# Exercise
Show every line of the items below that contains the string "black", copying each one in full. Matching is case-sensitive.

※ ※ ※

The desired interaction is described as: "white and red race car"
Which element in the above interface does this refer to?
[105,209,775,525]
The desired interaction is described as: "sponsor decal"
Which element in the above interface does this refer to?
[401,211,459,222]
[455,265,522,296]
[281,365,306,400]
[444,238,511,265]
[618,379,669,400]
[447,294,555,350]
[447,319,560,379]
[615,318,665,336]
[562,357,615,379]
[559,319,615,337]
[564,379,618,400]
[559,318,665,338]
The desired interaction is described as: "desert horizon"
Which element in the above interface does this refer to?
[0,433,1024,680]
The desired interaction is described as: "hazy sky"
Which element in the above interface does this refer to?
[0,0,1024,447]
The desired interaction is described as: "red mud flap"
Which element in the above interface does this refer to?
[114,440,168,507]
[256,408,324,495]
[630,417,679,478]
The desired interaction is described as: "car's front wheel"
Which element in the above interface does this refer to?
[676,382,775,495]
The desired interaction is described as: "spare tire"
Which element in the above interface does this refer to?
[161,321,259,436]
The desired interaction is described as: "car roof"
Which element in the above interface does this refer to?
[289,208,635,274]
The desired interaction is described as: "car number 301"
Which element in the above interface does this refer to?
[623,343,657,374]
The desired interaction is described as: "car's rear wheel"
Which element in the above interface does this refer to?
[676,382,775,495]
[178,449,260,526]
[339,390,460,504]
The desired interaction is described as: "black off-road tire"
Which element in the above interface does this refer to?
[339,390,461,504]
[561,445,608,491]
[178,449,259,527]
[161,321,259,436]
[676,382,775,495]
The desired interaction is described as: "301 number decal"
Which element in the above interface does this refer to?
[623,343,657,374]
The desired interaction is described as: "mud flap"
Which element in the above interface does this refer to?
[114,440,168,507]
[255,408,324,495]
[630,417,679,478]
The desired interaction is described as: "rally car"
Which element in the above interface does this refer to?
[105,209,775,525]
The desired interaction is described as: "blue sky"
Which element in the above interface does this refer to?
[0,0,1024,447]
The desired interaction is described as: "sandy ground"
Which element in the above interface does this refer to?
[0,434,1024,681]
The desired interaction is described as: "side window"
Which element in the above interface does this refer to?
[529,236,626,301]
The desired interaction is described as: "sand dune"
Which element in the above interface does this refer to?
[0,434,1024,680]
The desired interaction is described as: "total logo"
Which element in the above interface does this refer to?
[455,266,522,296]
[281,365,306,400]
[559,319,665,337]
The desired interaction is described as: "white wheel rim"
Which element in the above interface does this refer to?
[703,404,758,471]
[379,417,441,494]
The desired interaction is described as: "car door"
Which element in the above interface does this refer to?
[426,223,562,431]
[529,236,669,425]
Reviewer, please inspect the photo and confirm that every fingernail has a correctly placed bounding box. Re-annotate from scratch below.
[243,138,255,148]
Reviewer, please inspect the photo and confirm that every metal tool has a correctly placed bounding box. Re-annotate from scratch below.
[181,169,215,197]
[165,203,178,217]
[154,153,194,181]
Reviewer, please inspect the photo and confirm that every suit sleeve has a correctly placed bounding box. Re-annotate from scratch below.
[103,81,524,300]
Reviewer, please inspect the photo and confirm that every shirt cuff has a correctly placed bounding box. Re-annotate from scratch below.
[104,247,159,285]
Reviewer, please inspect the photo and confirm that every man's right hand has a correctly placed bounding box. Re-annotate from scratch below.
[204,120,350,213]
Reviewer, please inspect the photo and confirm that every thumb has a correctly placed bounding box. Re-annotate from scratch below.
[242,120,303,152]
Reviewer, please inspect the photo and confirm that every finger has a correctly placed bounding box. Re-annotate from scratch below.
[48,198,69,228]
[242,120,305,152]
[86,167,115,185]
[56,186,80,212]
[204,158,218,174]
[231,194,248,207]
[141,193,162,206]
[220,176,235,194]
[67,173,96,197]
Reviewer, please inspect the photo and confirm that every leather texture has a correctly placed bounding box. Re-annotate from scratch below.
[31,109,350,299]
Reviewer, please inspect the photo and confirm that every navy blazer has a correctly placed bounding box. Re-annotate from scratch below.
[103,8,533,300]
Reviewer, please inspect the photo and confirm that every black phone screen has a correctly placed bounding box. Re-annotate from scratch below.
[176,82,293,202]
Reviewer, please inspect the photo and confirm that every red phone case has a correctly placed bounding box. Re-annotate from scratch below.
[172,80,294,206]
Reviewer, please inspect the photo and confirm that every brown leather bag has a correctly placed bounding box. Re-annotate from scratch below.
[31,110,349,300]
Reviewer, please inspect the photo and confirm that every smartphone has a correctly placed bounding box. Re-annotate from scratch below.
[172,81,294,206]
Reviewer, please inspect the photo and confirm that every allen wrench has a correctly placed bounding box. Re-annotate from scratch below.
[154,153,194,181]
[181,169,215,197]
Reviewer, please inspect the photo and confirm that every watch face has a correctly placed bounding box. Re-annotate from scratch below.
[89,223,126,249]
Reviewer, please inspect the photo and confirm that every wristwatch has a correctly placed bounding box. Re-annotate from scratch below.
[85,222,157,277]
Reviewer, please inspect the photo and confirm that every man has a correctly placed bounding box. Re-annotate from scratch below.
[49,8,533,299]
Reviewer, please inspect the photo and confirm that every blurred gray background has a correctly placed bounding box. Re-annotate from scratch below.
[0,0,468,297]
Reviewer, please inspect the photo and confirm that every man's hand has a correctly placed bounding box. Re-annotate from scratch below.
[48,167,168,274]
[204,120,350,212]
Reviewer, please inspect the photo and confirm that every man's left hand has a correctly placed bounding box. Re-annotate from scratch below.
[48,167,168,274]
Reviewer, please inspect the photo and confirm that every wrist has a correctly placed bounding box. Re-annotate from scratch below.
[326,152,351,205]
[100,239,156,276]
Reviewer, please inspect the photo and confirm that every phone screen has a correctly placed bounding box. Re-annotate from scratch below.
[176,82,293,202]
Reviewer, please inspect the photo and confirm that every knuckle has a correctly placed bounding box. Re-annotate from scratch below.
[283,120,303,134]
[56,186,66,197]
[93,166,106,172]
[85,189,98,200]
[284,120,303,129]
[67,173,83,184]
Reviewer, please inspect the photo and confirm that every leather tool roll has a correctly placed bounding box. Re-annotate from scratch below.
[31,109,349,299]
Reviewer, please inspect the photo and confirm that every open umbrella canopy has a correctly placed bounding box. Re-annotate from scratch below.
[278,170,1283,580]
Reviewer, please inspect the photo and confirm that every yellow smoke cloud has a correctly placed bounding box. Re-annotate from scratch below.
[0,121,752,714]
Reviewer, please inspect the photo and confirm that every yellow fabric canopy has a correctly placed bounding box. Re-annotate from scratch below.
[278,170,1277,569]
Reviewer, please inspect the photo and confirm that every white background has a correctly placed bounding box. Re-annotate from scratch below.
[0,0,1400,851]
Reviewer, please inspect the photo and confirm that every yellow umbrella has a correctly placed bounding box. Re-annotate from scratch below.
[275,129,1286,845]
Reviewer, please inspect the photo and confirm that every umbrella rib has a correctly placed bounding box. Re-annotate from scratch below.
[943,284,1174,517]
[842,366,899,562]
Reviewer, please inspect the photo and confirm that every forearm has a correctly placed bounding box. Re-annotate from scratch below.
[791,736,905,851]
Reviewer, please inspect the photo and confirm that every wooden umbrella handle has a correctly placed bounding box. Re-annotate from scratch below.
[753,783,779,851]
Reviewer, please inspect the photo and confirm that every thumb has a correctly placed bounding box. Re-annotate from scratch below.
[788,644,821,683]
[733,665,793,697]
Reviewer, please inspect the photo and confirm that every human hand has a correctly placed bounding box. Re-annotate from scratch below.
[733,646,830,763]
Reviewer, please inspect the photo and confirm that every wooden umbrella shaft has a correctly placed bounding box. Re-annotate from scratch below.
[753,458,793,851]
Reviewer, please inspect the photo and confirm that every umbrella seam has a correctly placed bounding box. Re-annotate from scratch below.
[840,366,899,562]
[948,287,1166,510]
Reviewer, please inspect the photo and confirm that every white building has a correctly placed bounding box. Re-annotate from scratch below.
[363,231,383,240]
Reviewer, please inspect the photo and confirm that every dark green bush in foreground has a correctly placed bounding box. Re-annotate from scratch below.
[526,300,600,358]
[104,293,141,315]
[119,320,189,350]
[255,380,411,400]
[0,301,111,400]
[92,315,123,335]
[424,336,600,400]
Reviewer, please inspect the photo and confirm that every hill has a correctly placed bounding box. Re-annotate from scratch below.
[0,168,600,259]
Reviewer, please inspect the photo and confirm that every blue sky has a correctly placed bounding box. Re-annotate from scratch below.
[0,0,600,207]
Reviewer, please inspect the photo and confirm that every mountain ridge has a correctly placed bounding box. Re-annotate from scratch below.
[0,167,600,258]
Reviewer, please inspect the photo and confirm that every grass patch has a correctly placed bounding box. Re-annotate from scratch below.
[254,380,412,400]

※ ※ ※

# Reply to the exercise
The desired interaction is described as: "black off-road tire"
Reviewer, please inspect the photo and confirm that every black phone screen has a correctly placed bounding box. Re-annotate from scratch below.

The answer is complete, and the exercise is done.